**TEXT SEGMENT:**
----
Batch processing runs non-urgent jobs asynchronously for roughly half price. Overnight document tagging, bulk summarization, and offline analysis all qualify.
Model selection is the single biggest lever. Routing simple tasks to a cheap model instead of defaulting everything to the flagship routinely cuts a bill by 70% or more.

Pros and cons of buying

Pros: No infrastructure to build or maintain. Instant access to the best available models. Costs scale to zero when you’re not using it — send nothing, owe nothing. Reliability and scaling are the provider’s problem. Adding an AI feature can be a one-line code change rather than a hardware procurement project.

Cons: Your data leaves your machine and passes through a third party. Costs are usage-based and can spike unpredictably without monitoring. You’re dependent on the provider’s uptime, pricing decisions, and model deprecation schedule. And at very high, steady volume, you’re paying a margin that self-hosting would avoid.
----
**SUPPLIED ENTRIES:**
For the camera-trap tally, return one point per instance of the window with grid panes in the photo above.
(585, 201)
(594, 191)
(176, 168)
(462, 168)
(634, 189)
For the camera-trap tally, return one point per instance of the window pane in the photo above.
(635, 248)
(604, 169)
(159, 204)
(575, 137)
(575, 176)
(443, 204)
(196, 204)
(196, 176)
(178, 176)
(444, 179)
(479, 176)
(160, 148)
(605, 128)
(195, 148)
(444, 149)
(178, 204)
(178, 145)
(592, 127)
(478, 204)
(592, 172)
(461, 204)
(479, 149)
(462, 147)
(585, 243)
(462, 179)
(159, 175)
----
**PROBLEM TO SOLVE:**
Reproduce word for word the part of the text on buying AI services that runs from "Model selection is" up to and including "self-hosting would avoid.".

**EXPECTED OUTPUT:**
Model selection is the single biggest lever. Routing simple tasks to a cheap model instead of defaulting everything to the flagship routinely cuts a bill by 70% or more.

Pros and cons of buying

Pros: No infrastructure to build or maintain. Instant access to the best available models. Costs scale to zero when you’re not using it — send nothing, owe nothing. Reliability and scaling are the provider’s problem. Adding an AI feature can be a one-line code change rather than a hardware procurement project.

Cons: Your data leaves your machine and passes through a third party. Costs are usage-based and can spike unpredictably without monitoring. You’re dependent on the provider’s uptime, pricing decisions, and model deprecation schedule. And at very high, steady volume, you’re paying a margin that self-hosting would avoid.